### Selected excerpt
Guillermo del Toro Calls This “One of the Best Horror Movies of This Century”

Guillermo del Toro is more than just a director. He’s an archivist and expert on all things horror, gothic, and monstrous. A true treasure of a human, del Toro has spent his career translating folkloric nightmares and real-world horrors into films like Pan’s Labyrinth and The Shape of Water, movies that feel both lovingly crafted and intellectually curious.

Having shepherded horror and dark fantasy onto mainstream award show stages while remaining an eternally devoted student of the genre, this passion for discussing monsters as metaphors and treating horror as a deliberate art form is one of many reasons why del Toro’s recommendations carry more weight than your average celebrity endorsement. But let’s be real, there’s also a special kind of glee that’s elicited when someone as respected and knowledgeable as del Toro name-drops a movie we personally love to champion as well.

### Required work
1. Which two films does the article about Guillermo del Toro name as examples of his work?
2. Extend the article about Guillermo del Toro's horror recommendation, starting after its final sentence.

### Provided material
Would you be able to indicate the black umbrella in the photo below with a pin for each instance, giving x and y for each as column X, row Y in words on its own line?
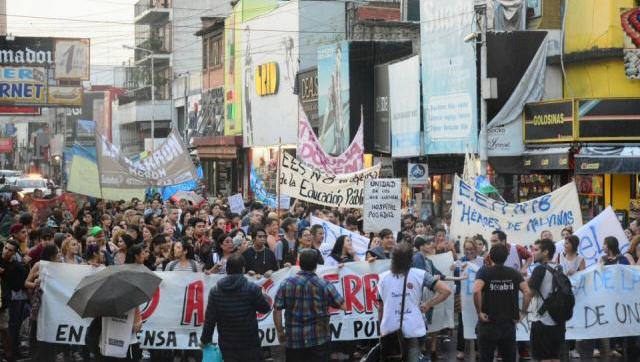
column 114, row 290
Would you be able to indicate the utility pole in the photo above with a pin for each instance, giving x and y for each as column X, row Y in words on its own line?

### Your written answers
1. Pan's Labyrinth and The Shape of Water.

2.
Case in point, I’m never not thinking about the fact that Guillermo del Toro is a fan of Brad Anderson’s 2001 psychological horror movie Session 9. Back in 2016, del Toro took to Twitter and called Session 9 “one of the best (and first) horror movies of this century. Anderson has complete command of the medium.” High praise indeed, from one of the best to ever do it, but also praise that is very much deserved.

Even though more than a few years have passed since Session 9’s initial release, the movie remains a haunting, genuinely unnerving, underseen modern classic. For the unfamiliar, Session 9 follows an asbestos-abatement crew that takes a job cleaning out the decaying halls of the Danvers State Mental Hospital. Before long, the crew begins to fracture under the building’s oppressive atmosphere and haunted history. 

Starring David Caruso (with one of the best line deliveries of all time), Peter Mullan, Josh Lucas, Stephen Gevedon, and Brendan Sexton III, Session 9 is a claustrophobic slow-burn nightmare that uses sound, space, texture, and classic horror techniques to keep the tension high and attention rapt. It’s the kind of economical, atmosphere-first filmmaking that has continued to resonate with casual horror hounds and genre auteurs alike.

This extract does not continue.